§ **EXERCISES TO COMPLETE**:
a - According to the text on Sholakia, what makes this locality near Kishoreganj famous? Answer in one to three sentences.
b - Continue the text on the Sholakia Eidgah, starting after its final sentence.

§ **TEXT UNDER STUDY**:
[Start of Attachment]

Sholakia () is a locality near Kishoreganj town in Bangladesh. It is famous for its Eidgah where the largest congregation of Eid prayer in Bangladesh is held on the occasion of Eid ul-Fitr, the day of celebration after the Ramadan, the month of fasting. 400,000 people join the prayer on every Eid. The Eidgah, on the bank of river Narosunda is reported to be  in size, accommodating 250 rows or about 150,000 of participants for every congregation. An equal number of participants take part in the prayer using the fields, roads and courtyards around the Eidgah.

A small number of elites make use of the two-storied mimbar (prayer hall with towers for adhan) nearby, which can accommodate about 500 people. The prayer on the occasion of Eid ul-Adha, the festival of qurbani or sacrifice, is also comparably large. The regular population of Sholakia is 1,026, consisting 180 households.

Organization
Farid Uddin Masud has been conducting the eid prayers since 2009.  The Eidgah has an executive committee of 51 members with the District Commissioner (DC) as the president. For every congregation, district police administration deploys a large number of police officers equipped with metal detectors, mine detectors and close circuit cameras. Medical teams and fire brigades are also kept alert during the prayers. Eid ul-Fitr is the biggest religious festival in the Muslim-dominated Bangladesh, followed by Eid ul-Adha.

[End of Attachment]

§ **PROVIDED DATA**:
[Start of Attachment]

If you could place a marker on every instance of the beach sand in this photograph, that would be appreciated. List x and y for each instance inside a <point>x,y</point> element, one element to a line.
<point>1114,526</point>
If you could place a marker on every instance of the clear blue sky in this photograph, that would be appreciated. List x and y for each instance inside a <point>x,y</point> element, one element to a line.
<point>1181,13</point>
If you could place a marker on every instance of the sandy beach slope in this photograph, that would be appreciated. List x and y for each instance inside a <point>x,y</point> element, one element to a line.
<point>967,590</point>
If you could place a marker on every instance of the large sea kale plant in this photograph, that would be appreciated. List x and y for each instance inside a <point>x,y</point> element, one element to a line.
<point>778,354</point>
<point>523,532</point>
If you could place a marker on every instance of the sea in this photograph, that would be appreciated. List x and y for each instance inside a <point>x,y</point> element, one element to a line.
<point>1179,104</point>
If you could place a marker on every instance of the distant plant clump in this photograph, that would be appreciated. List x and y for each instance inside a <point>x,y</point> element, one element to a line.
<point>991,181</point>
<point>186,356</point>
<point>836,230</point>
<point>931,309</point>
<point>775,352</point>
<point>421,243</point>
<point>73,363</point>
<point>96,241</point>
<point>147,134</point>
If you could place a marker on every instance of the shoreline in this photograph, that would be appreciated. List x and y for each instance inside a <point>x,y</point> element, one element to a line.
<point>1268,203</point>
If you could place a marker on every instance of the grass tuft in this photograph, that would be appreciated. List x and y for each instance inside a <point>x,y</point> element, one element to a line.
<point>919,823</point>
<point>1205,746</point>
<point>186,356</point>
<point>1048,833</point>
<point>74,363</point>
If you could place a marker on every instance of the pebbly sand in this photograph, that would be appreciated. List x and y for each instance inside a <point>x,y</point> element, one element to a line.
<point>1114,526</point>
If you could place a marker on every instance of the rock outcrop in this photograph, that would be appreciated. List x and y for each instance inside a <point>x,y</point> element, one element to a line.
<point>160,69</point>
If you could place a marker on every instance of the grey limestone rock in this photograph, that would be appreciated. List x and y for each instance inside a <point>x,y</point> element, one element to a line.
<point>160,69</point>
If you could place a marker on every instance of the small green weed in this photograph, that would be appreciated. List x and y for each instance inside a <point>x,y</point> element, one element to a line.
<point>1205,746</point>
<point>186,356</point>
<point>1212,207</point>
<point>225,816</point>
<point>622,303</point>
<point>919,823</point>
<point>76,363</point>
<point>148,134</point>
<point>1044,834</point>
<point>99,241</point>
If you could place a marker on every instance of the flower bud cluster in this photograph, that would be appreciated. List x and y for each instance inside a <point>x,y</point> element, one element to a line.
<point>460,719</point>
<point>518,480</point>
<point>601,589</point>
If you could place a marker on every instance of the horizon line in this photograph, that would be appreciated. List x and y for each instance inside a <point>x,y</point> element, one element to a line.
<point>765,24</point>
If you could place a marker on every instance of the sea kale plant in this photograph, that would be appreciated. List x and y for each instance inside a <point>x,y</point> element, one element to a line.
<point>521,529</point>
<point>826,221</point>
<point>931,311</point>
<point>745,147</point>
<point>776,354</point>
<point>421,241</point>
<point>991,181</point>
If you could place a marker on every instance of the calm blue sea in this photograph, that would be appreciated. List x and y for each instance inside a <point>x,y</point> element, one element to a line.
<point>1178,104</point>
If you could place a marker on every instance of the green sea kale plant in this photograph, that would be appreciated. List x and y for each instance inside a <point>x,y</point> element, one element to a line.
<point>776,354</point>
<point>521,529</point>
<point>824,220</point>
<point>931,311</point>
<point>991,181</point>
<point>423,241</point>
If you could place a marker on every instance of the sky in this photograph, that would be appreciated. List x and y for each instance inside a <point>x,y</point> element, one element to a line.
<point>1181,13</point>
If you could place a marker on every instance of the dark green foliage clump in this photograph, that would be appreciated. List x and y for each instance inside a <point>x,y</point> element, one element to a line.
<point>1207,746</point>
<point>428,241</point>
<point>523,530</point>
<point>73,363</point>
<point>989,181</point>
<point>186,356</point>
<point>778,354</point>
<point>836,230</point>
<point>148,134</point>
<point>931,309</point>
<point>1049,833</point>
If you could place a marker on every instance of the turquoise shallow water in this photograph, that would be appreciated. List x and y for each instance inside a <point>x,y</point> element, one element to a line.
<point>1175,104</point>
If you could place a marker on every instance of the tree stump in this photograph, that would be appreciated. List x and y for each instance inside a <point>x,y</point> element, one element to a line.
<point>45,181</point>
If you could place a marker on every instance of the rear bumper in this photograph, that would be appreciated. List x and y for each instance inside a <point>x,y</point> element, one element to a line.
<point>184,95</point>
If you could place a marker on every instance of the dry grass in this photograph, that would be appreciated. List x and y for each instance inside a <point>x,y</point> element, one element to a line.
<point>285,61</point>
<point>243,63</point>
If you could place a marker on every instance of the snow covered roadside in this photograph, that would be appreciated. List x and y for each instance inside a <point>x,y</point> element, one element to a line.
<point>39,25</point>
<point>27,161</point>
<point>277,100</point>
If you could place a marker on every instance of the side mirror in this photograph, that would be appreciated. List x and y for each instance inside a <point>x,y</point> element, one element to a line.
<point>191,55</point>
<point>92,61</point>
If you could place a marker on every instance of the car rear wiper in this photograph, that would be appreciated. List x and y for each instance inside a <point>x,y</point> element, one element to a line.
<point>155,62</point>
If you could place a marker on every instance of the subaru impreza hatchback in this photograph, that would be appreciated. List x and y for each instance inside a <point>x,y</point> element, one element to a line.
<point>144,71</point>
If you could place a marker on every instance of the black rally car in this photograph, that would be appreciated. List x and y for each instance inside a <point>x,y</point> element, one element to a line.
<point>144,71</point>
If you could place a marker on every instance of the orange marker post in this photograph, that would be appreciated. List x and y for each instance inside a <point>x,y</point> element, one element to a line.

[End of Attachment]

§ **RESULTS FOR EACH TASK**:
a - Sholakia is famous for its Eidgah, which hosts the largest Eid prayer congregation in Bangladesh. The congregation gathers on Eid ul-Fitr, the day of celebration that follows Ramadan, the month of fasting.

b -
History
Syed Ahmed, a saint (known as peer) and an Islamic leader of Kishoregonj lived in Sholakia, Shaheb bari, organised the first Eid congregation in 1828 in the fields of his own taluk. Syed Ibrahim, Father of Syed Ahmed came from what is now Saudi Arabia through Yemen and then he came to India.  He preached Islam in 24 Porganas of India and protested against different Subversive activities of British against the locals. Then he migrated to Comilla and then at Mymensingh. After few years later Syed Ibrahim went to Mecca to observe the Hajj. But His wife lived in Nikli of Kishoregonj. By this time Syed Ahmed took born. He educated at Azimpur, Dhaka and He participated in Fakir movement from Mymensingh. Later, towards the end of the 18th century, he moved to Sholakia, Shaheb Bari to begin Islamic activities. In 1827 he founded the first Mosque of Kishoreganj at Sholakia, Shaheb Bari. He observed different Islamic activities at the majar of Bora Pir (Shah Monnoon, other opinion the name was Moyezuddin Moznu) of Kishoregonj at Sholakia, Shaheb Bari The local myth says that 125,000 people turned out at that congregation, hence the name Sholakia (shoa meaning one and a quarter and lakh meaning a hundred thousand). During foundation of Eidgah, Zamindar of Jangalbari and Hybathnagor helped Syed Shaheb. Dewan Mannan Dad Khan of Hybathnagor, who was a descendant of Isa Khan, donated  of land to the Eidgah in 1950.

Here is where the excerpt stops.